Excerpt from a dataset

┏━━

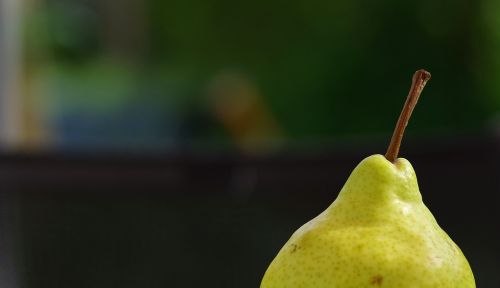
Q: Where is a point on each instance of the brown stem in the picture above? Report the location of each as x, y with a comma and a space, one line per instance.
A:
420, 78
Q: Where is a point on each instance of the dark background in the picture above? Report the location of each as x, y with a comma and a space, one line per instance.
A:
180, 143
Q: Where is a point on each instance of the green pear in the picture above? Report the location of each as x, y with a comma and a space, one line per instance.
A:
377, 233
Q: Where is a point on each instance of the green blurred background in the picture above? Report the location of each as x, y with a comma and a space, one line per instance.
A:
179, 143
139, 75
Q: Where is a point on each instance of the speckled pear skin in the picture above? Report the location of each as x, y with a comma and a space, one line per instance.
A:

┗━━

[WHAT NEEDS TO BE DONE]: Update the lines above by replacing each occurrence of "pear" with "apple" and leaving everything else unchanged. Omit the pictures from the result.

[RESULT OF THE EXERCISE]:
Q: Where is a point on each instance of the brown stem in the picture above? Report the location of each as x, y with a comma and a space, one line per instance.
A:
420, 78
Q: Where is a point on each instance of the dark background in the picture above? Report the location of each as x, y with a comma and a space, one line per instance.
A:
180, 143
Q: Where is a point on each instance of the green apple in the picture above? Report the location of each as x, y with a comma and a space, one line per instance.
A:
377, 233
Q: Where is a point on each instance of the green blurred background in the picture above? Report the location of each as x, y with a comma and a space, one line per instance.
A:
179, 143
139, 75
Q: Where is a point on each instance of the speckled apple skin in the picture above? Report the location of each as x, y with a comma and a space, one line per instance.
A:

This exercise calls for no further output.